- Your tasks:
A. Below is a passage about trekking in the Everest region. Write out the stretch of it that begins at the words "Zopkyo, the sturdy" and stops after "hear that story.".
B. Extend the passage below about trekkers and guides in the Everest region, picking up after its final sentence.

- Passage:
Start of Block

One evening, I overheard a young Filipino and his British friend talking to their guide. “Is the hotel in Namche better than this one?” the Filipino asked, hopeful. The guide, clearly experienced in climbing but not in conversation, replied, “It’s in the middle of Namche… top ten.” The guests chuckled: “So, the tenth of the top ten then.” It was polite laughter, but tinged with disappointment—cramped rooms, uneven bathrooms, Wi-Fi and hot showers that cost extra. The guide smiled awkwardly, unsure whether to explain or empathize. In that silence, I realized how much storytelling matters—how the right words could have turned complaint into curiosity.

Nearby, a group of Chinese women debated the price of beer. “Can we go out and buy it elsewhere? It’s too expensive here!” they laughed. Their guide could only shrug. The Everest region’s economy is complex: rooms are cheap to attract trekkers, but the costs rise in food and amenities. Everything here—every plate, plank and bottle—is carried on the backs of animals and people.

Zopkyo, the sturdy cross between yak and cow, and khachhar, the hybrid of horse and donkey, carry supplies along steep stone paths. Their bells echo through forests and clouds. Each item that reaches Phakding bears the mark of effort and endurance. And yet, few travellers ever hear that story.

It struck me then: if every meal came with its story, the experience would change. Imagine a host announcing, “Tonight’s dinner is prepared by young cooks from this valley — using ingredients carried on the same animals you saw along the trail today.” Suddenly, the price of a meal becomes not a cost but a connection. That’s what true hospitality does—it turns transaction into meaning.

End of Block

- Data provided:
Start of Block

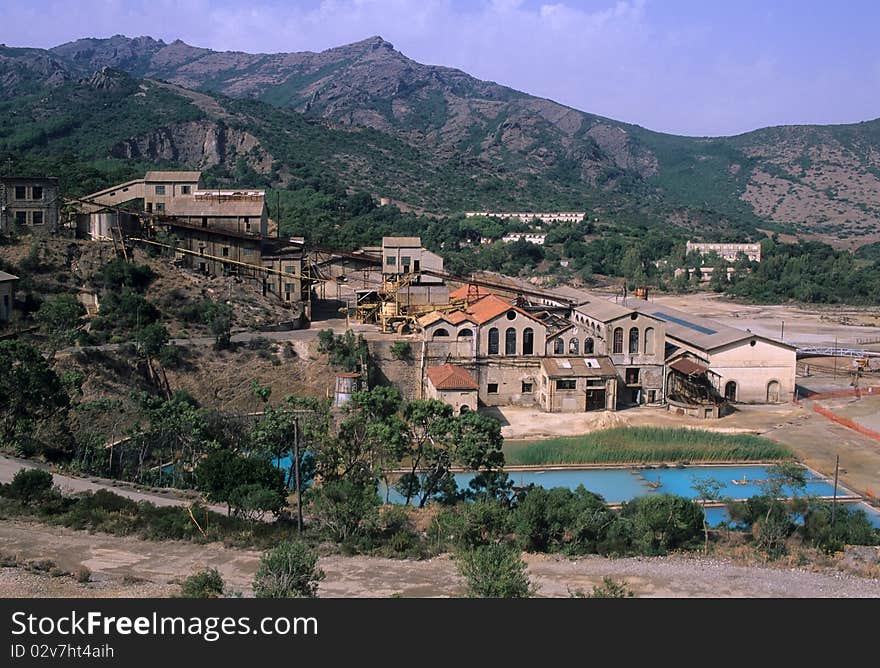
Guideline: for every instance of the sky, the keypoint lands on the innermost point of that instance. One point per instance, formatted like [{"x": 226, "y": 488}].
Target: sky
[{"x": 693, "y": 67}]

End of Block

- Responses by task:
A.
Zopkyo, the sturdy cross between yak and cow, and khachhar, the hybrid of horse and donkey, carry supplies along steep stone paths. Their bells echo through forests and clouds. Each item that reaches Phakding bears the mark of effort and endurance. And yet, few travellers ever hear that story.

B.
What I witnessed in Phakding isn’t a failure; it’s a reminder. A reminder that Nepal’s greatest advantage is not infrastructure or altitude, but empathy. We don’t need to outbuild others—we simply need to out-care them. If we can pair the professionalism of tourism with the heart of Nepali warmth, we can redefine what visitors remember when they leave.

Phakding, in that sense, is more than the first night of a trek. It’s a mirror—showing us what the world first sees of us. But it can also be a destination in itself: a riverside retreat, a place where travellers and Nepalis alike pause, reflect and reconnect with the rhythm of the mountains. Perhaps that is where our tourism story must begin again—not at the summit, but at the welcome.

As I rode up toward Rimijung monastery above Phakding, I passed the small wooden house where Bikas, my horse caretaker, lives. It was simple but serene—a clearing that felt like a slice of heaven on earth. Bikas, a young man in his early twenties, has chosen to stay in his village and rear horses for trekking. Watching him, I felt both hope and concern. Hope, because here was someone who had found purpose in his own landscape; concern, because so many of his contemporaries from equally beautiful corners of Nepal now live in cramped rented rooms in Kathmandu, far away from their roots.

Bikas represents the future of Nepali tourism—not in infrastructure, but in attitude. We need more young people like him, who love their hometowns and see value in preserving their culture. Only when young Nepalis fall in love with their own land and stories will they become the kind of hosts who can show visitors a Nepal that is authentic, responsible, and deeply human.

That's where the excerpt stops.